**SET PROBLEM:**
Return verbatim the run of lines that opens with the line holding "mark: the hillside town" and closes with the last line of the records.

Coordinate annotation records
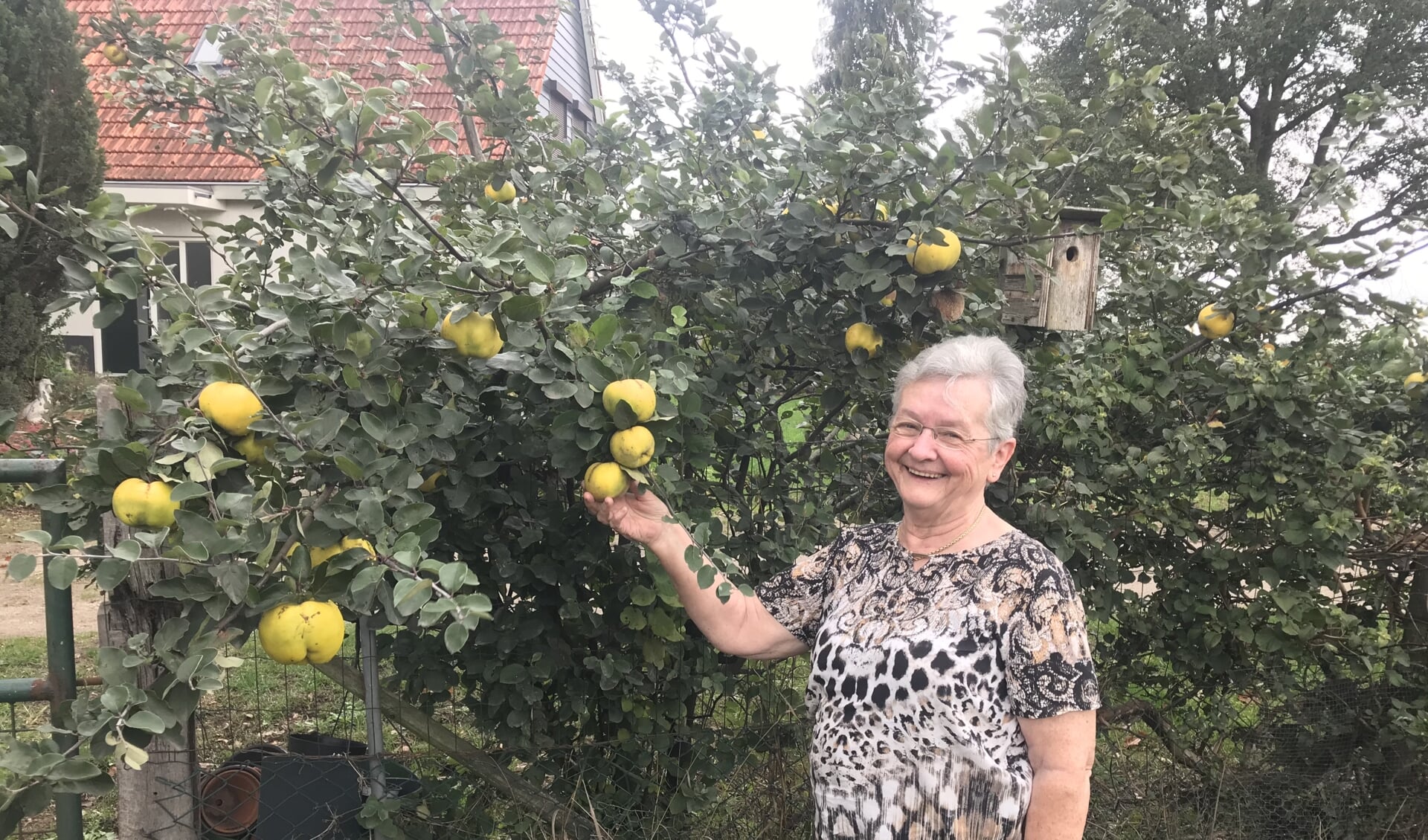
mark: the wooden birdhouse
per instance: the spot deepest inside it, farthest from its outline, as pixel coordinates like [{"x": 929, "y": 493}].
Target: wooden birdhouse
[{"x": 1066, "y": 297}]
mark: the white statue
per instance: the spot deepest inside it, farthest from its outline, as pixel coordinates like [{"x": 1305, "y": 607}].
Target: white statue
[{"x": 37, "y": 408}]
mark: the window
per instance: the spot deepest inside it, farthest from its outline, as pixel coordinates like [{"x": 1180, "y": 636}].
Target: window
[{"x": 573, "y": 114}]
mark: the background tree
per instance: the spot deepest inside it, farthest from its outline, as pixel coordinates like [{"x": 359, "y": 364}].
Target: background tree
[
  {"x": 1300, "y": 73},
  {"x": 51, "y": 117},
  {"x": 1261, "y": 500},
  {"x": 864, "y": 37}
]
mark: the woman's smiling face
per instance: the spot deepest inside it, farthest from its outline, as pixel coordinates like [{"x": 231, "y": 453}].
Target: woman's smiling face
[{"x": 934, "y": 479}]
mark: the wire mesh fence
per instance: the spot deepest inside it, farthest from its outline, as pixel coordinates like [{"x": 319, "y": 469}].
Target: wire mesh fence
[
  {"x": 22, "y": 722},
  {"x": 282, "y": 753}
]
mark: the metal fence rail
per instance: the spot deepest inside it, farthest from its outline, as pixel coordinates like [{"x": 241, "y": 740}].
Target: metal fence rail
[{"x": 56, "y": 686}]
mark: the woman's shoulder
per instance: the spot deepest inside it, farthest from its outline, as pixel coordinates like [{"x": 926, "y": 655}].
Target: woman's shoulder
[
  {"x": 1020, "y": 560},
  {"x": 858, "y": 543}
]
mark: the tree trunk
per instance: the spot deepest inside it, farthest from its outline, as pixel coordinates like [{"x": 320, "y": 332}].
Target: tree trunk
[
  {"x": 1415, "y": 627},
  {"x": 159, "y": 801}
]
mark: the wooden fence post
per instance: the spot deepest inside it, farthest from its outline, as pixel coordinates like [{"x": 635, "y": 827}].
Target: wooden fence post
[{"x": 159, "y": 801}]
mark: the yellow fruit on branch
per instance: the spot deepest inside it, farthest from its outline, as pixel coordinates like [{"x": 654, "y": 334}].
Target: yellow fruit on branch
[
  {"x": 863, "y": 335},
  {"x": 253, "y": 448},
  {"x": 1215, "y": 321},
  {"x": 636, "y": 392},
  {"x": 633, "y": 447},
  {"x": 310, "y": 632},
  {"x": 928, "y": 257},
  {"x": 231, "y": 407},
  {"x": 473, "y": 335},
  {"x": 321, "y": 555},
  {"x": 115, "y": 53},
  {"x": 501, "y": 196},
  {"x": 146, "y": 504},
  {"x": 606, "y": 481}
]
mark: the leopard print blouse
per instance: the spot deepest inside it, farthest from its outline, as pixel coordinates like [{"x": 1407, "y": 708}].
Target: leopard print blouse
[{"x": 919, "y": 678}]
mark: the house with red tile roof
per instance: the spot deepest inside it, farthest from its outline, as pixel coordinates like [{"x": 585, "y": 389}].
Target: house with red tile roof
[{"x": 152, "y": 163}]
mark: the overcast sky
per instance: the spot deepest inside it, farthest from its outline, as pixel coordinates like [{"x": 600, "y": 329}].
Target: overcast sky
[{"x": 785, "y": 32}]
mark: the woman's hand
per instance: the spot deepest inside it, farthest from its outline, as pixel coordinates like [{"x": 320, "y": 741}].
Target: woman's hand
[{"x": 633, "y": 515}]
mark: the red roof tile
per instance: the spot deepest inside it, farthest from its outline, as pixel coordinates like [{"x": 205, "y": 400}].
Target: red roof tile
[{"x": 150, "y": 152}]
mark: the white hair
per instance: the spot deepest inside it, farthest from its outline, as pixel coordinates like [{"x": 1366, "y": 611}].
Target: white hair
[{"x": 977, "y": 357}]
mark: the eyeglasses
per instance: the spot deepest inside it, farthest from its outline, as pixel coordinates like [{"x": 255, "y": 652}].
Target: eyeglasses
[{"x": 946, "y": 438}]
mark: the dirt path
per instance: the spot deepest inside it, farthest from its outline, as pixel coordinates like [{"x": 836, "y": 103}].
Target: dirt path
[{"x": 22, "y": 604}]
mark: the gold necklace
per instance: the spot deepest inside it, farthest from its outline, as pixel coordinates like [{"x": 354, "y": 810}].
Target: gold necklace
[{"x": 960, "y": 537}]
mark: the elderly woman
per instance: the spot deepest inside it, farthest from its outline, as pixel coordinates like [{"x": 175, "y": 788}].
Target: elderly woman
[{"x": 951, "y": 692}]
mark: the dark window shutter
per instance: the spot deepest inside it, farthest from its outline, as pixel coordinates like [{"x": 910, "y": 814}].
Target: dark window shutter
[
  {"x": 197, "y": 264},
  {"x": 120, "y": 341}
]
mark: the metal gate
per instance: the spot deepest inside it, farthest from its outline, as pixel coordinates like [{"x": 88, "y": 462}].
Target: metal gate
[{"x": 57, "y": 685}]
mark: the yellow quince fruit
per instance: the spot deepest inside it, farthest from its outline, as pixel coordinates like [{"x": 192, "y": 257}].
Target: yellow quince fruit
[
  {"x": 310, "y": 632},
  {"x": 1215, "y": 321},
  {"x": 633, "y": 447},
  {"x": 504, "y": 196},
  {"x": 637, "y": 392},
  {"x": 473, "y": 335},
  {"x": 231, "y": 407},
  {"x": 930, "y": 259},
  {"x": 606, "y": 481},
  {"x": 321, "y": 555},
  {"x": 141, "y": 503},
  {"x": 863, "y": 335}
]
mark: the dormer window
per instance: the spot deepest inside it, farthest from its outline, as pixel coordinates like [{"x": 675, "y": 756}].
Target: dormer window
[
  {"x": 208, "y": 53},
  {"x": 573, "y": 116}
]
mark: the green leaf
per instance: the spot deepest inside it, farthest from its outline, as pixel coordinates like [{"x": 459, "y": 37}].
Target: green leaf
[
  {"x": 605, "y": 329},
  {"x": 673, "y": 245},
  {"x": 409, "y": 517},
  {"x": 540, "y": 265},
  {"x": 186, "y": 491},
  {"x": 126, "y": 549},
  {"x": 594, "y": 372},
  {"x": 523, "y": 308},
  {"x": 233, "y": 579},
  {"x": 376, "y": 427},
  {"x": 132, "y": 398},
  {"x": 112, "y": 572},
  {"x": 40, "y": 538},
  {"x": 146, "y": 720},
  {"x": 456, "y": 636},
  {"x": 20, "y": 566},
  {"x": 571, "y": 267},
  {"x": 62, "y": 571},
  {"x": 560, "y": 390},
  {"x": 350, "y": 467},
  {"x": 411, "y": 595}
]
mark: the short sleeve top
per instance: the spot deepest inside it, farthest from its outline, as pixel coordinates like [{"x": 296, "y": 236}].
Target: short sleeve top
[{"x": 919, "y": 678}]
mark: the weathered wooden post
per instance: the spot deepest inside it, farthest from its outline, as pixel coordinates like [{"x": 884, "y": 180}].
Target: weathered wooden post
[
  {"x": 1063, "y": 298},
  {"x": 159, "y": 801}
]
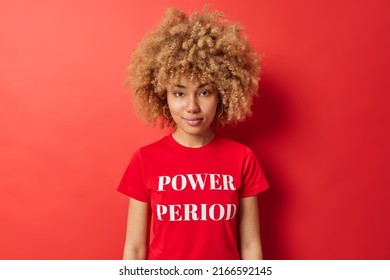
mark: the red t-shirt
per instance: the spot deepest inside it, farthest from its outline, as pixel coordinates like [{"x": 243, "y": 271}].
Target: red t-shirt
[{"x": 194, "y": 195}]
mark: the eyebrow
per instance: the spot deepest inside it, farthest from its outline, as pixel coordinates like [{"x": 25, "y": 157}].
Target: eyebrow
[{"x": 198, "y": 87}]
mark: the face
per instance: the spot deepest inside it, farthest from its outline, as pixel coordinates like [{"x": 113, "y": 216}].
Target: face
[{"x": 192, "y": 106}]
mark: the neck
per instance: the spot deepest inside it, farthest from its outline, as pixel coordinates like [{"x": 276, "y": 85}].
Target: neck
[{"x": 193, "y": 141}]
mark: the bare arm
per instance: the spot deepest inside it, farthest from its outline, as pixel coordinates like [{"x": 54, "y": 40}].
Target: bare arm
[
  {"x": 249, "y": 229},
  {"x": 137, "y": 233}
]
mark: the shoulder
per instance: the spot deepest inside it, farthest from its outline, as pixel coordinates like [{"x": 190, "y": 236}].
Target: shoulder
[{"x": 157, "y": 147}]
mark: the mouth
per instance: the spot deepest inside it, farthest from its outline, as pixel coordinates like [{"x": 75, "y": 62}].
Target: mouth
[{"x": 193, "y": 121}]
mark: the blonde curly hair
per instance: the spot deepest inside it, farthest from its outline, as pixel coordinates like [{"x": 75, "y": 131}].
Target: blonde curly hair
[{"x": 208, "y": 48}]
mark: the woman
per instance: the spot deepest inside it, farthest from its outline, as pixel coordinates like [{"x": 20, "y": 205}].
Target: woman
[{"x": 194, "y": 190}]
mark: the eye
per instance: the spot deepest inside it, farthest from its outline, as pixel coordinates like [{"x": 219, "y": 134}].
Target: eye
[{"x": 205, "y": 93}]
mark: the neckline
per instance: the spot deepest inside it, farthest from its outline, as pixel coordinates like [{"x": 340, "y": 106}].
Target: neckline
[{"x": 181, "y": 147}]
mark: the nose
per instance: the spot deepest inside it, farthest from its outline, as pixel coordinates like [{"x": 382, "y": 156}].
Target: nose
[{"x": 192, "y": 105}]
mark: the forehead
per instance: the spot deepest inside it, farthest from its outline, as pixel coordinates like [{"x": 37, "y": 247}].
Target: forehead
[{"x": 189, "y": 81}]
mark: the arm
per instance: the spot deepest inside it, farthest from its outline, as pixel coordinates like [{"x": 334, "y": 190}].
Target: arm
[
  {"x": 137, "y": 233},
  {"x": 249, "y": 229}
]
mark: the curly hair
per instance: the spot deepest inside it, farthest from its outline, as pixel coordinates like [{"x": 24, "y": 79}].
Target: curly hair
[{"x": 208, "y": 48}]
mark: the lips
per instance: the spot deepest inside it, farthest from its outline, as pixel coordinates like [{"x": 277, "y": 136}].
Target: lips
[{"x": 193, "y": 121}]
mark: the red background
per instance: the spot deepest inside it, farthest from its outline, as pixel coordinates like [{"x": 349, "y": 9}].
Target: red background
[{"x": 320, "y": 127}]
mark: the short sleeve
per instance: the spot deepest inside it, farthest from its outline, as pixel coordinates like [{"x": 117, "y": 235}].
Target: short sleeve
[
  {"x": 133, "y": 183},
  {"x": 253, "y": 179}
]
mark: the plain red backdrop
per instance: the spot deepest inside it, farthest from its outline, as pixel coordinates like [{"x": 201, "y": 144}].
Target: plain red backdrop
[{"x": 320, "y": 127}]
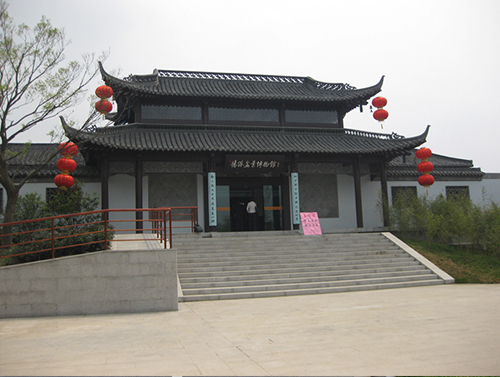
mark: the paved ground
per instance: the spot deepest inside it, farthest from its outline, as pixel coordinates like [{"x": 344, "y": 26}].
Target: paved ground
[{"x": 437, "y": 330}]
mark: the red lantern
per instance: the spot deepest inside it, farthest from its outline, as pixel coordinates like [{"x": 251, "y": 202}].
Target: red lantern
[
  {"x": 103, "y": 106},
  {"x": 380, "y": 115},
  {"x": 66, "y": 165},
  {"x": 426, "y": 180},
  {"x": 425, "y": 167},
  {"x": 64, "y": 181},
  {"x": 423, "y": 153},
  {"x": 104, "y": 92},
  {"x": 379, "y": 102}
]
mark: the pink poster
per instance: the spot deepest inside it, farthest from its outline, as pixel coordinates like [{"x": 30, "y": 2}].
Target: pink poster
[{"x": 310, "y": 223}]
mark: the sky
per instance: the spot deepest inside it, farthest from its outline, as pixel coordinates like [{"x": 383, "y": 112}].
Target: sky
[{"x": 440, "y": 58}]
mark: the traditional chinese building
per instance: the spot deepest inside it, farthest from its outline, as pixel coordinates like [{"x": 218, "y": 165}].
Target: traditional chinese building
[{"x": 215, "y": 140}]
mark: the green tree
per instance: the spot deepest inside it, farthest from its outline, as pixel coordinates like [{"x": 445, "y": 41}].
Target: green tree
[
  {"x": 74, "y": 235},
  {"x": 36, "y": 84}
]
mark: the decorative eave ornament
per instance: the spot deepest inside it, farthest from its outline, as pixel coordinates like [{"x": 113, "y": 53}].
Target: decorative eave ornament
[
  {"x": 425, "y": 167},
  {"x": 104, "y": 106},
  {"x": 380, "y": 114}
]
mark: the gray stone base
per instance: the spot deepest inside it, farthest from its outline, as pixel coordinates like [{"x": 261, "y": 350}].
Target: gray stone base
[{"x": 106, "y": 282}]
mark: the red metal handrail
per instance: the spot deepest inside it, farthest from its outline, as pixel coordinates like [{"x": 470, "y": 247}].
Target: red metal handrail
[{"x": 49, "y": 230}]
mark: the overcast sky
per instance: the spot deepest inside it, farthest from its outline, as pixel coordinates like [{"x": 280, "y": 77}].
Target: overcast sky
[{"x": 441, "y": 59}]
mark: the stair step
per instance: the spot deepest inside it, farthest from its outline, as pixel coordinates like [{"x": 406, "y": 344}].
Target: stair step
[
  {"x": 310, "y": 274},
  {"x": 232, "y": 266},
  {"x": 274, "y": 280},
  {"x": 352, "y": 288}
]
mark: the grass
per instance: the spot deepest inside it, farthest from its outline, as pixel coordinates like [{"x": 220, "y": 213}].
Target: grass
[{"x": 465, "y": 266}]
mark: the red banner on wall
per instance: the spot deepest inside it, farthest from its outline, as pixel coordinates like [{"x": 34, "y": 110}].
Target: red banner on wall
[{"x": 310, "y": 223}]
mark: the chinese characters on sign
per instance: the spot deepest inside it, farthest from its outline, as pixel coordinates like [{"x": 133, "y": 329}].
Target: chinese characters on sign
[
  {"x": 259, "y": 164},
  {"x": 212, "y": 202},
  {"x": 295, "y": 199},
  {"x": 310, "y": 223}
]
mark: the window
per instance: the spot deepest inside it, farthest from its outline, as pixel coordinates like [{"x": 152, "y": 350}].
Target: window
[
  {"x": 171, "y": 112},
  {"x": 403, "y": 193},
  {"x": 311, "y": 116},
  {"x": 457, "y": 192},
  {"x": 242, "y": 115},
  {"x": 50, "y": 193}
]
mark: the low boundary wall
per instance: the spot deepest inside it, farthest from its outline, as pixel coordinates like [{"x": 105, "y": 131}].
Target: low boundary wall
[{"x": 106, "y": 282}]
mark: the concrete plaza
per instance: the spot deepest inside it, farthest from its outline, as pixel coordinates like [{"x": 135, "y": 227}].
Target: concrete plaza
[{"x": 436, "y": 330}]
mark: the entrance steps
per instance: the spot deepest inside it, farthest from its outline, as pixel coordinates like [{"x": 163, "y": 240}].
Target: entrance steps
[{"x": 269, "y": 264}]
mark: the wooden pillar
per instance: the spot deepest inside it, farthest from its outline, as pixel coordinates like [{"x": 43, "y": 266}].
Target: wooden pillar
[
  {"x": 212, "y": 195},
  {"x": 138, "y": 194},
  {"x": 357, "y": 192},
  {"x": 104, "y": 182},
  {"x": 295, "y": 193},
  {"x": 385, "y": 193}
]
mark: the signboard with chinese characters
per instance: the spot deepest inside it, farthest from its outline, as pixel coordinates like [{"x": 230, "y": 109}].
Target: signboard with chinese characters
[
  {"x": 295, "y": 199},
  {"x": 310, "y": 223},
  {"x": 212, "y": 200},
  {"x": 254, "y": 164}
]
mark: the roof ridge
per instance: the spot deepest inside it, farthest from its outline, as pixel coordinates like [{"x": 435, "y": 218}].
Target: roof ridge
[{"x": 231, "y": 76}]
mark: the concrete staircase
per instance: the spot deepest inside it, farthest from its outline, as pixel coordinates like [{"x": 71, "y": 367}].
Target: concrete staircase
[{"x": 268, "y": 264}]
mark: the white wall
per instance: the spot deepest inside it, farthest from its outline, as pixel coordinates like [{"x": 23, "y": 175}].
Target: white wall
[
  {"x": 122, "y": 196},
  {"x": 347, "y": 206},
  {"x": 491, "y": 186}
]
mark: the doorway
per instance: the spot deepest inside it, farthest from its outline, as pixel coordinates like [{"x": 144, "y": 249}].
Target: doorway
[{"x": 232, "y": 200}]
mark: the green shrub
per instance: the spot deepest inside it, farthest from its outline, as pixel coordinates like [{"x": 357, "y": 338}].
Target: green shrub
[
  {"x": 449, "y": 221},
  {"x": 73, "y": 200}
]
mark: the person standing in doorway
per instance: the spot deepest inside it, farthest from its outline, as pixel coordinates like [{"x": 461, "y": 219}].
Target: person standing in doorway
[{"x": 253, "y": 216}]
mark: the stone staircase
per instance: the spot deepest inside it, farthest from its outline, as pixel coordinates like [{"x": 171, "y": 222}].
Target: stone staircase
[{"x": 268, "y": 264}]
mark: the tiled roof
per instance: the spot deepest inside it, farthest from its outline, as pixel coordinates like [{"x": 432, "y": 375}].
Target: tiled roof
[
  {"x": 406, "y": 166},
  {"x": 30, "y": 158},
  {"x": 143, "y": 137},
  {"x": 241, "y": 87}
]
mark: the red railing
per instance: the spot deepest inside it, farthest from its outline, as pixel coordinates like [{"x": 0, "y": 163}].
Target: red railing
[{"x": 52, "y": 234}]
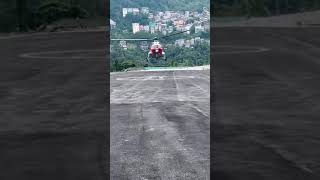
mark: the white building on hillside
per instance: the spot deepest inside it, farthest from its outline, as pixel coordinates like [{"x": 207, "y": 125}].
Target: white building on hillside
[
  {"x": 112, "y": 24},
  {"x": 135, "y": 27},
  {"x": 124, "y": 12}
]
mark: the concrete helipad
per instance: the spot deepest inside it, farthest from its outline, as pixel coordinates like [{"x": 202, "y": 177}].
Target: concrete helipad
[{"x": 160, "y": 127}]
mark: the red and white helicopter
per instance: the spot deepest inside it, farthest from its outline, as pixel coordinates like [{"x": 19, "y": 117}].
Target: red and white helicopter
[{"x": 156, "y": 50}]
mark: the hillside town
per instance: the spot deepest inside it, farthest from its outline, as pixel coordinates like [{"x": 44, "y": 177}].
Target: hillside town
[{"x": 166, "y": 22}]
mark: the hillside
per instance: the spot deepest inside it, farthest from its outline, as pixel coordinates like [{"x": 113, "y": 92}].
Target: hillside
[{"x": 186, "y": 5}]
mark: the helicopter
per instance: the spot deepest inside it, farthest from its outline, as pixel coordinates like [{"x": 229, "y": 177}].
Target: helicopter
[{"x": 156, "y": 51}]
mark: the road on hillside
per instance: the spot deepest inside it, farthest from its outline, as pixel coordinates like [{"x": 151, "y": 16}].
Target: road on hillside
[
  {"x": 53, "y": 106},
  {"x": 267, "y": 104},
  {"x": 160, "y": 127}
]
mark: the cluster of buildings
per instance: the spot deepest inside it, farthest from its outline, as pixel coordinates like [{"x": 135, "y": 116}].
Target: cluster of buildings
[
  {"x": 167, "y": 21},
  {"x": 189, "y": 43},
  {"x": 134, "y": 11}
]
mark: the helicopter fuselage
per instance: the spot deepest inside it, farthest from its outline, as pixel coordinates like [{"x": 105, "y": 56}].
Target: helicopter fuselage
[{"x": 156, "y": 51}]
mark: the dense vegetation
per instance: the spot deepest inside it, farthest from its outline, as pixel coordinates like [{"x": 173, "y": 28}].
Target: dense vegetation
[
  {"x": 24, "y": 15},
  {"x": 262, "y": 7}
]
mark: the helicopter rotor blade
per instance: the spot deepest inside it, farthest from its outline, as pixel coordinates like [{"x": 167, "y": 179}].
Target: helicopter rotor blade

**ANSWER FOR THIS EXERCISE:**
mark: the hillside town
per instance: the spot deepest inside it, farthest from its outline, as pixel coordinates like [{"x": 44, "y": 177}].
Target: hillside town
[{"x": 166, "y": 22}]
mark: the hillside
per instance: the spot deepest inside it, farthest from its outline, as pixel coordinates like [{"x": 113, "y": 92}].
Target: hillside
[{"x": 186, "y": 5}]
mark: the helicopter
per instance: the spot deepest inside it, farthest from its outline, as pixel coordinates like [{"x": 229, "y": 177}].
Target: helicopter
[{"x": 156, "y": 51}]
mark: the road on hillside
per instance: the spot deepest inside it, farthest from its outline, as pixel coordinates like [{"x": 151, "y": 16}].
Target: road on hillside
[
  {"x": 53, "y": 106},
  {"x": 267, "y": 104},
  {"x": 160, "y": 127}
]
mark: the cluster of buildings
per instance: the spot deepest inside it, farthest from its outline, as pixel coordinates like [{"x": 135, "y": 116}].
Target: cluster of buildings
[
  {"x": 167, "y": 21},
  {"x": 189, "y": 43},
  {"x": 134, "y": 11}
]
mark: the helicopter fuselage
per instance: the spot deepest inside it, farthest from its outline, as pixel coordinates like [{"x": 105, "y": 56}].
Target: helicopter fuselage
[{"x": 156, "y": 51}]
mark: the dense vegetation
per instance: the spot deepest inside it, farthest from its outline, as pixel coordinates like [{"x": 173, "y": 28}].
Target: dense vegetation
[
  {"x": 24, "y": 15},
  {"x": 262, "y": 7}
]
mark: the helicopter rotor blade
per instance: the spot deepest inside it, farthest from its outline, as pixel coordinates like [{"x": 167, "y": 179}].
Target: helicopter rotor blade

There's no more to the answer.